-- start of EXTRACT PROVIDED --

The IMC is currently closed for installation. Sign up for our email list to stay in the loop.

Skip Navigation
Created with Fabric.js 3.6.3
Exterior view of the Ryerson Image Centre.
Fig. 1

Ryerson Image Centre, 2019 © Riley Snelling, Ryerson Image Centre

Ryerson Image Centre reopens Sept. 16, 2020, with Stephen Waddell’s enigmatic, large-scale photographs

Aug. 21, 2020

The Ryerson Image Centre (RIC) is pleased to announce its plan to reopen at noon on September 16, 2020, with the launch of three new exhibitions, including Scotiabank Photography Award: Stephen Waddell, Mohamed Bourouissa: Horse Day, and Ethan Murphy: Front & Back

The health of our community remains our top priority and the RIC team has been hard at work preparing for the reopening of the gallery. Working closely with Ryerson University, and following guidance from public health agencies, we have made a number of changes to our operations to ensure a safe and enjoyable gallery experience for all of our visitors. The number of guests allowed in each gallery space will be limited, and all visitors and staff will be required to wear a mask and adhere to physical distancing guidelines. Our hours have changed and the gallery is now open Wednesday–Saturday, 12–6 pm. Guests are encouraged to check the RIC website and read our FAQ page for the most current information. 

“We are pleased to be opening our doors to visitors once again with three thought-provoking exhibitions,” says RIC Director Paul Roth. “In these challenging times, we hope to provide a tranquil and contemplative space where visitors can experience new ways of looking at the world through photography.”

-- end of EXTRACT PROVIDED --
-- start of SOURCE MATERIAL --

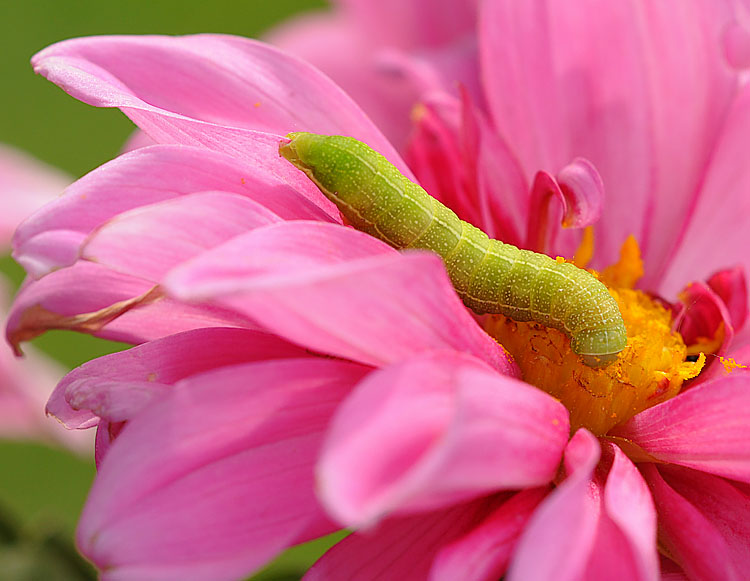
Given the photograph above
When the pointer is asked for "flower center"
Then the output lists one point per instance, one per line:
(650, 370)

-- end of SOURCE MATERIAL --

■ TASKS TO PERFORM:
**a)** In the reopening announcement, what days and hours will the gallery now be open?
**b)** Condense the paragraph beginning "The health of our community" from the reopening announcement into a short bulleted list that keeps its main facts.

■ COMPLETED EXERCISE:
**a)** Wednesday–Saturday, 12–6 pm.

**b)**
- The health of the community is the top priority, and the RIC team has been preparing for the gallery's reopening.
- Working with Ryerson University and following public health guidance, the RIC has changed its operations to keep visits safe.
- The number of guests in each gallery space will be limited.
- All visitors and staff must wear a mask and follow physical distancing guidelines.
- New hours: Wednesday–Saturday, 12–6 pm.
- Guests are encouraged to check the RIC website and FAQ page for current information.